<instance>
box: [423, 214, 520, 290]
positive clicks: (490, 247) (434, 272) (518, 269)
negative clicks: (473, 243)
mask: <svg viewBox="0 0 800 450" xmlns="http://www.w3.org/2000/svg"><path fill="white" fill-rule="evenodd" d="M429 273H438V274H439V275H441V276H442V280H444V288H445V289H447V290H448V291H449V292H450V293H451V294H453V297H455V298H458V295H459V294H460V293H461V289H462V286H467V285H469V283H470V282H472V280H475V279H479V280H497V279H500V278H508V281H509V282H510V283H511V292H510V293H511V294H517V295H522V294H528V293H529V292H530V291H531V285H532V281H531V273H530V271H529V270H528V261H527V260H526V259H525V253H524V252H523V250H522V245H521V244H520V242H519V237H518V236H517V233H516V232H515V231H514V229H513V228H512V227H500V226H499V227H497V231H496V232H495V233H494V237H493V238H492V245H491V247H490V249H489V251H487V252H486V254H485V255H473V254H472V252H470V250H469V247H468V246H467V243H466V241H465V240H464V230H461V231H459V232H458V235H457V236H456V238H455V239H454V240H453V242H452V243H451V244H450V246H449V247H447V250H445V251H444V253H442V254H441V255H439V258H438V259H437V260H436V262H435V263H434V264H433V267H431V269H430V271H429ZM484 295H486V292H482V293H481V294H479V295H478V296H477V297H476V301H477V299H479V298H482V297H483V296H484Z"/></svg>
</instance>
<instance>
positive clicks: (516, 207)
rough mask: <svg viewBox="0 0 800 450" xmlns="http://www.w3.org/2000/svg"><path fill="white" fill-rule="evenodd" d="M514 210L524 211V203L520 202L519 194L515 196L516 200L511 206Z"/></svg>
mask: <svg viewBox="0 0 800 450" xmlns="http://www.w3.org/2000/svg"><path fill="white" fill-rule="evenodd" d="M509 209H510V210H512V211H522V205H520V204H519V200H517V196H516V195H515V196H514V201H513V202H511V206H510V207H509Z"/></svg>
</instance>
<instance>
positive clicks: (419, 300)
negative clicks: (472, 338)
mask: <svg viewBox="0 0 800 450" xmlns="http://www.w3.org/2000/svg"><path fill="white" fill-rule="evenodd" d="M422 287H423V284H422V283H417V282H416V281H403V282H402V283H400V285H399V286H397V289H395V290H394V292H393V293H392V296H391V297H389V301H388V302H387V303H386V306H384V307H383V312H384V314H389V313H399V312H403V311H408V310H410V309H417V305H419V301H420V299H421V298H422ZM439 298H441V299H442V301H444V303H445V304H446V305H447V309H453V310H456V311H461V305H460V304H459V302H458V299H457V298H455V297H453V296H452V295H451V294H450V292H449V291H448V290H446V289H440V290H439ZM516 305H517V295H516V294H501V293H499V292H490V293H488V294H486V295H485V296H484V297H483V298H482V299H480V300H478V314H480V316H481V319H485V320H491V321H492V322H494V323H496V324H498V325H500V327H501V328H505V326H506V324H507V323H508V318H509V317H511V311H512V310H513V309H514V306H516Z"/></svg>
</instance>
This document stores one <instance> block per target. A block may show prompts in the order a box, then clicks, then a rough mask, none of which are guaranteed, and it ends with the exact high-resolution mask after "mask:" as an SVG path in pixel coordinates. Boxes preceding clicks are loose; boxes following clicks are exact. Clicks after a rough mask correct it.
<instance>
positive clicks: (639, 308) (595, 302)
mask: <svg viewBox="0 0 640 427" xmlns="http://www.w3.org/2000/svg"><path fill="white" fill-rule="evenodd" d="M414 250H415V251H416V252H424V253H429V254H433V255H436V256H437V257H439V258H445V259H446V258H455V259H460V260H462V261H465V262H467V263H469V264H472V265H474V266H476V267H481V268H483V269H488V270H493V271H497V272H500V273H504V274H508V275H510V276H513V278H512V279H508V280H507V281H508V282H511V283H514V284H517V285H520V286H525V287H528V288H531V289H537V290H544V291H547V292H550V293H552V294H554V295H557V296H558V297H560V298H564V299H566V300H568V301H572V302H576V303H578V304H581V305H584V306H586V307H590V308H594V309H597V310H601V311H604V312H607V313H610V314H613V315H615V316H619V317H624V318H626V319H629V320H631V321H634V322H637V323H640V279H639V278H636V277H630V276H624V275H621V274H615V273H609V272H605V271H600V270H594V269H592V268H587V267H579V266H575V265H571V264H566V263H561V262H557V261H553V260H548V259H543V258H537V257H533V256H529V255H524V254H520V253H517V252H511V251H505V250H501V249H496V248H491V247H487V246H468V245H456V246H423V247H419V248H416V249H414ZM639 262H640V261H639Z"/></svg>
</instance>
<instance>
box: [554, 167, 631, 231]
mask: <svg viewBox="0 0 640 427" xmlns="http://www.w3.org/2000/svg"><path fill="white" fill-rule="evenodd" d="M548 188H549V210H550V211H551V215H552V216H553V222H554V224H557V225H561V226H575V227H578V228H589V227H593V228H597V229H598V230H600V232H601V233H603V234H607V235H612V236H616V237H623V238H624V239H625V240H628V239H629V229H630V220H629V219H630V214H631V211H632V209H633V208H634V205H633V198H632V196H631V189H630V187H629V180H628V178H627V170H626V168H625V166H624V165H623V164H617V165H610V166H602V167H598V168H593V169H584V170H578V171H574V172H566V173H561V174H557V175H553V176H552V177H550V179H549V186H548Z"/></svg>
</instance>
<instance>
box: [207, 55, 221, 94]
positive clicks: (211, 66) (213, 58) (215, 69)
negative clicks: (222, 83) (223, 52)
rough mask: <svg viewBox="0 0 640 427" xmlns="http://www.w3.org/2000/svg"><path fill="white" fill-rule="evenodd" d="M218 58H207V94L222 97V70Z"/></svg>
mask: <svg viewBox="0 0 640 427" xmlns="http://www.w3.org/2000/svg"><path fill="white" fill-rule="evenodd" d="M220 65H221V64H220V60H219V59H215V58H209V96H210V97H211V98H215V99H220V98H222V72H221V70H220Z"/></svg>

**Work request**
Exact lines only, please: output the listing from the first line to the line with "positive clicks: (516, 207)", both included.

**Solved problem**
<instance>
box: [423, 214, 520, 290]
positive clicks: (490, 247) (434, 272) (518, 269)
negative clicks: (473, 243)
mask: <svg viewBox="0 0 800 450" xmlns="http://www.w3.org/2000/svg"><path fill="white" fill-rule="evenodd" d="M429 273H438V274H439V275H441V276H442V280H444V288H445V289H447V290H448V291H449V292H450V293H451V294H453V297H455V298H458V295H459V294H460V293H461V289H462V286H467V285H469V283H470V282H472V280H475V279H479V280H497V279H500V278H508V281H509V282H510V283H511V292H510V293H511V294H517V295H522V294H528V293H529V292H530V291H531V285H532V281H531V273H530V271H529V270H528V261H527V260H526V259H525V253H524V252H523V250H522V245H521V244H520V242H519V237H518V236H517V233H516V232H515V231H514V229H513V228H512V227H500V226H499V227H497V231H496V232H495V233H494V237H493V238H492V245H491V247H490V249H489V251H487V252H486V254H485V255H473V254H472V252H470V250H469V247H468V246H467V243H466V241H465V240H464V230H461V231H459V232H458V235H457V236H456V238H455V239H454V240H453V242H452V243H451V244H450V246H449V247H447V250H445V251H444V253H442V254H441V255H439V258H438V259H437V260H436V262H435V263H434V264H433V267H431V269H430V271H429ZM484 295H486V292H482V293H481V294H479V295H478V296H477V297H476V301H477V299H479V298H482V297H483V296H484Z"/></svg>
</instance>
<instance>
positive clicks: (516, 207)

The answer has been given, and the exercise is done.